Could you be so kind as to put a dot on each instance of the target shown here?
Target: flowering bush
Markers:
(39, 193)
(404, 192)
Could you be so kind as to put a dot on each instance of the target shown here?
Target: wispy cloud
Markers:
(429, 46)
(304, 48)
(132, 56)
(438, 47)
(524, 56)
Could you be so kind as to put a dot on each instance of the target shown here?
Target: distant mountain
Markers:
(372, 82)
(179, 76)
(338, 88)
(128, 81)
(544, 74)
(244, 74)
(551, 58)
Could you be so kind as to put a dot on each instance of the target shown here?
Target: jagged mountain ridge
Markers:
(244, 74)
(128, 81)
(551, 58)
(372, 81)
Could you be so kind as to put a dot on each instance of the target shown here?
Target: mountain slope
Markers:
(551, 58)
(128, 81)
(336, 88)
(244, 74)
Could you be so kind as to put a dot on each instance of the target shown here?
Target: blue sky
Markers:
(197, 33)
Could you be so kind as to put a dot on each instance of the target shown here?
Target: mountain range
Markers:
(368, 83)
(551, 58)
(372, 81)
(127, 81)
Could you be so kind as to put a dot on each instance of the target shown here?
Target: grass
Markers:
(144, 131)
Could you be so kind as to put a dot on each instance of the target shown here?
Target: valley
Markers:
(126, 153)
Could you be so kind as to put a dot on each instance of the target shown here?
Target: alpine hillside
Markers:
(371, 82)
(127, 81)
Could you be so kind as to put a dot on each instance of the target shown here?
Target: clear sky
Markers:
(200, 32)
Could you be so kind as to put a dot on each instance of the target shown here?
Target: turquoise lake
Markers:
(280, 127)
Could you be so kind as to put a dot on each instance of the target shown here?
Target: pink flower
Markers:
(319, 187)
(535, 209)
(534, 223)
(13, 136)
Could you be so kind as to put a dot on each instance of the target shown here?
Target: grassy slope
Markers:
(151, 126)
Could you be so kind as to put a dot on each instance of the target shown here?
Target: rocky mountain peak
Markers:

::::

→ Requirements
Send back all of the entries exactly, with nothing missing.

→ Solution for this problem
Could you be so kind as to put a dot on each instance of the target shown here?
Target: flowering bush
Markers:
(39, 193)
(404, 192)
Could you be so kind as to put a dot on each instance of the target shown here?
Target: wispy cloud
Markers:
(429, 46)
(304, 48)
(132, 56)
(438, 47)
(524, 56)
Could you be so kind as to put a dot on each instance of the target shown here?
Target: distant mountain
Markers:
(372, 82)
(179, 76)
(338, 88)
(128, 81)
(544, 74)
(244, 74)
(551, 58)
Could you be so kind as to put a dot on each instance of the target shown here?
Target: jagged mountain ridge
Markers:
(244, 74)
(128, 81)
(551, 58)
(372, 81)
Could you be so kind as to put a dot on each instance of the target shown here?
Target: mountain slope
Markers:
(551, 58)
(128, 81)
(336, 88)
(244, 74)
Could you be so kind as to put a dot on each instance of the target shown here?
Target: blue sky
Markers:
(197, 33)
Could you be so kind as to put a dot on each instance of the target shown here?
Target: mountain range
Markers:
(368, 83)
(551, 58)
(372, 81)
(127, 81)
Could you be so kind as to put a dot on each instance of the target shown here?
Target: grass
Markers:
(144, 131)
Could you be so kind as to put a dot on each instance of the target shown here?
Target: valley
Markers:
(126, 153)
Could you be so kind as to put a dot on each instance of the target shown here?
Target: alpine hillside
Markers:
(371, 82)
(127, 81)
Could you be so kind as to put a dot on each instance of the target shown here?
Target: clear sky
Markers:
(200, 32)
Could you be so kind as to put a dot on each instance of the target shown here?
Target: turquoise lake
Markers:
(280, 127)
Could you be so kind as to put a dot on each instance of the target shown here?
Target: pink flower
Markers:
(319, 187)
(535, 209)
(534, 223)
(13, 136)
Could you be so kind as to put a dot on each instance of the target shown here?
Target: grassy slope
Markers:
(151, 126)
Could you be so kind as to put a dot on each instance of the target shown here?
Target: rocky mountain peak
Markers:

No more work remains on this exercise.